Please output exactly the run of lines that starts at the line with "Please point out the large rock" and ends at the last line of the records below.

**** SOURCE RECORDS ****

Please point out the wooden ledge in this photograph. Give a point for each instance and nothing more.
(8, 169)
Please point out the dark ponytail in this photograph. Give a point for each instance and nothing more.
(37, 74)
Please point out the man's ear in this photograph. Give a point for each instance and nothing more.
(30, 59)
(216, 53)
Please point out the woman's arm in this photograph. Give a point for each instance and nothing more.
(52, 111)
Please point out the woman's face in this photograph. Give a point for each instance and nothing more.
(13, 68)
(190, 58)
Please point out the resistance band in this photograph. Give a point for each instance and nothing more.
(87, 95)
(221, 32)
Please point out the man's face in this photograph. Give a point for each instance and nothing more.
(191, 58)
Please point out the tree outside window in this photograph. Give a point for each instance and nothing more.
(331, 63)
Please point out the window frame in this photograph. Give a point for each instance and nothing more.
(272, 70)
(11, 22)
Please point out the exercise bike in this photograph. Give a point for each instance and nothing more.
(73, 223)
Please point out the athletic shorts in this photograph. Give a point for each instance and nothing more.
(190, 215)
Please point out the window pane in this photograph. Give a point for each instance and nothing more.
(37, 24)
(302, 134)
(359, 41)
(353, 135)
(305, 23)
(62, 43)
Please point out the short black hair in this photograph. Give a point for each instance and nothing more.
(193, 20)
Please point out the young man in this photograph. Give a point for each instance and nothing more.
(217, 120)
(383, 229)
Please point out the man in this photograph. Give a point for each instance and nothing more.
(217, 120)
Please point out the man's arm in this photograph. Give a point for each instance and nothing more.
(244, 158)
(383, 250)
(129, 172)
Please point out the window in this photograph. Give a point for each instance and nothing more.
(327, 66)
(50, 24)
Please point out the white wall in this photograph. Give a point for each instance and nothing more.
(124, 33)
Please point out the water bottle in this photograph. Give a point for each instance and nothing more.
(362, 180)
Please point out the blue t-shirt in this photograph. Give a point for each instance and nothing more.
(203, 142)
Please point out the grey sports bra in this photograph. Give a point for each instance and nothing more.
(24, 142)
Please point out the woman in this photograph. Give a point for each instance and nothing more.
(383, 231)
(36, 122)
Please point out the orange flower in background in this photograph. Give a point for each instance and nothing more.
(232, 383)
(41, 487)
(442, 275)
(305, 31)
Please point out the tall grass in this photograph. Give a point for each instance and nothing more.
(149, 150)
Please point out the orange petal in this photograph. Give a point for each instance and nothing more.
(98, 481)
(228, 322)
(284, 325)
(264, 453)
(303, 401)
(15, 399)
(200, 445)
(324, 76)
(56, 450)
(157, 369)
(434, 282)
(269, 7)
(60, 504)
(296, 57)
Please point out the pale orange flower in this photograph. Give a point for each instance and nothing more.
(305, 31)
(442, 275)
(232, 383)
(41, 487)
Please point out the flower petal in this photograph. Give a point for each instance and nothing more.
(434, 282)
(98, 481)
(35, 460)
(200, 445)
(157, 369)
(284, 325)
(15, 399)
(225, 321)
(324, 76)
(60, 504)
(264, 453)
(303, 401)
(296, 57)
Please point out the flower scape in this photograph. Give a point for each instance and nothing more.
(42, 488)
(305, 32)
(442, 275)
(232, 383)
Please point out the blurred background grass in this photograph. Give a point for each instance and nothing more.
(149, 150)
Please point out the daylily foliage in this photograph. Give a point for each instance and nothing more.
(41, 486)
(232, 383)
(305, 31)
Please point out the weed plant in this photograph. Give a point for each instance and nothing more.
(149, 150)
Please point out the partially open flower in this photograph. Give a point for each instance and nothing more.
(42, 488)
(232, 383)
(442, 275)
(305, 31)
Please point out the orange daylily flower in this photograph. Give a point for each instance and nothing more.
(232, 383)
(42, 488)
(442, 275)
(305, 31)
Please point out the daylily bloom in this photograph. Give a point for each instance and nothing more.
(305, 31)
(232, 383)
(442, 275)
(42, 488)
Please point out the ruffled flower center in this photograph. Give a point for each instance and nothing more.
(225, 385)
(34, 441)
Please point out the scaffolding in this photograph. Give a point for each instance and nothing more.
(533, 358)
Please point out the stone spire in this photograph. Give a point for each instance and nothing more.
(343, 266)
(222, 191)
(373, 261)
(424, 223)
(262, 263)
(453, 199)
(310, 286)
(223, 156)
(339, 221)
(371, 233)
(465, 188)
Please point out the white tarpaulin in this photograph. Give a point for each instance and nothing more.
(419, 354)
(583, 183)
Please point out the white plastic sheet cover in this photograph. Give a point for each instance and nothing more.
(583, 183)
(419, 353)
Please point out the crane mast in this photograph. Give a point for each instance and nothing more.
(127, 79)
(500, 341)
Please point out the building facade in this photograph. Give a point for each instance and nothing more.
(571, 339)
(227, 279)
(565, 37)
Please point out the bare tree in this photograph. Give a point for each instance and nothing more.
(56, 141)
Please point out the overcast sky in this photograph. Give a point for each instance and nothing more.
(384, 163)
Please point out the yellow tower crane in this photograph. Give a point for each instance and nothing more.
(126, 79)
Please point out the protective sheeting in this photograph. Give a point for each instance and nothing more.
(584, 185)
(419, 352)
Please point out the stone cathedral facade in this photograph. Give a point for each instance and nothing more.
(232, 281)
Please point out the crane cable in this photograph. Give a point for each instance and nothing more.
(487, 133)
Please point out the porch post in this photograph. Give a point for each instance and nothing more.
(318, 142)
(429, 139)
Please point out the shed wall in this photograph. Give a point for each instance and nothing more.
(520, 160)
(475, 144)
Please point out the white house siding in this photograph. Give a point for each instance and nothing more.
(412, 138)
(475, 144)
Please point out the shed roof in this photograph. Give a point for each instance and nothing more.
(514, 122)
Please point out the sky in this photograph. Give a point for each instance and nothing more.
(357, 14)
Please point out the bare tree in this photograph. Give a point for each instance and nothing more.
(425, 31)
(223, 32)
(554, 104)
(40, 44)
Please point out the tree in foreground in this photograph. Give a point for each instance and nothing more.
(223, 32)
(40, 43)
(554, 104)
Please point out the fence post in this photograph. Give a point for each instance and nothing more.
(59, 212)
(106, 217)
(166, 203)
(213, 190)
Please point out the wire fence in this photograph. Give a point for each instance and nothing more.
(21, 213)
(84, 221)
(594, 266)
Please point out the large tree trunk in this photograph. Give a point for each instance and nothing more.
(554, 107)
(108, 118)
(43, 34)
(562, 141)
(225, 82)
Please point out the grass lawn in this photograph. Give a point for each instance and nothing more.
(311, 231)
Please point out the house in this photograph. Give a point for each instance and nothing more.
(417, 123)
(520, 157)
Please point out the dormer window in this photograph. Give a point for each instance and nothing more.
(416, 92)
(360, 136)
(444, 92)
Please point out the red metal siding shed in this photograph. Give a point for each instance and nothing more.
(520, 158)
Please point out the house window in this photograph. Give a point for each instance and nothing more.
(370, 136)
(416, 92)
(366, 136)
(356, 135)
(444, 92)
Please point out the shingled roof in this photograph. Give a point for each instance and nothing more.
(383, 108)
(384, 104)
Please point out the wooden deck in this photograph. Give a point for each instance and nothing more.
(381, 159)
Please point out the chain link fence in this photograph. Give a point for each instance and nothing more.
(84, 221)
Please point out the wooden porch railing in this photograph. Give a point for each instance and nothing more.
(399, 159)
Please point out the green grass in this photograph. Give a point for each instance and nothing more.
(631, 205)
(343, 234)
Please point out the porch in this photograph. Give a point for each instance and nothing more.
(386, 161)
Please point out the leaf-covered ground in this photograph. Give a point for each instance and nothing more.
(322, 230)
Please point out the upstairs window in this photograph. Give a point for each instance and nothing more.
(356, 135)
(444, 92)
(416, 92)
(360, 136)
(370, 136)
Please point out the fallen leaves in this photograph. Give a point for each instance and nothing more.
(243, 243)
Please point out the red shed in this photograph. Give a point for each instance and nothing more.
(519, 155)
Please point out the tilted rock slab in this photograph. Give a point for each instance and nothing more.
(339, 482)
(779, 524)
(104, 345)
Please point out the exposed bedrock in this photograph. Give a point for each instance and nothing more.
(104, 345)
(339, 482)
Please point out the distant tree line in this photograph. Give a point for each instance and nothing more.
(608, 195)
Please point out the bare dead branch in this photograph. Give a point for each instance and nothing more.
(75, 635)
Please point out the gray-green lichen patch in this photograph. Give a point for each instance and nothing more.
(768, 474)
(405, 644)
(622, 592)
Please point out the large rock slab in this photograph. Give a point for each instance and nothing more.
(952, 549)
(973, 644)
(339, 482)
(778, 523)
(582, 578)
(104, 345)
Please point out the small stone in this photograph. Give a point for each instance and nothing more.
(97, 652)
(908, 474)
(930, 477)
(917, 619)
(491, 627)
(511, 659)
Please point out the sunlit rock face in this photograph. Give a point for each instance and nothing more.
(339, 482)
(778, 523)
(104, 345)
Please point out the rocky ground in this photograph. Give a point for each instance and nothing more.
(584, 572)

****

IN RESPONSE ▸
Please point out the large rock slab in this photograph. Give a point for each instance and nothing more.
(952, 549)
(973, 644)
(339, 482)
(778, 523)
(582, 578)
(104, 345)
Please point out the small stone in this photograph. Give a point for each instance and nothing more.
(97, 652)
(908, 474)
(930, 477)
(917, 619)
(491, 627)
(511, 659)
Please point out the sunlit rock face in this photograph. Give a point for each instance and nothing more.
(339, 482)
(778, 523)
(104, 345)
Please point out the rocky ground in this photograph. Give a point for each instance and nothing more.
(584, 572)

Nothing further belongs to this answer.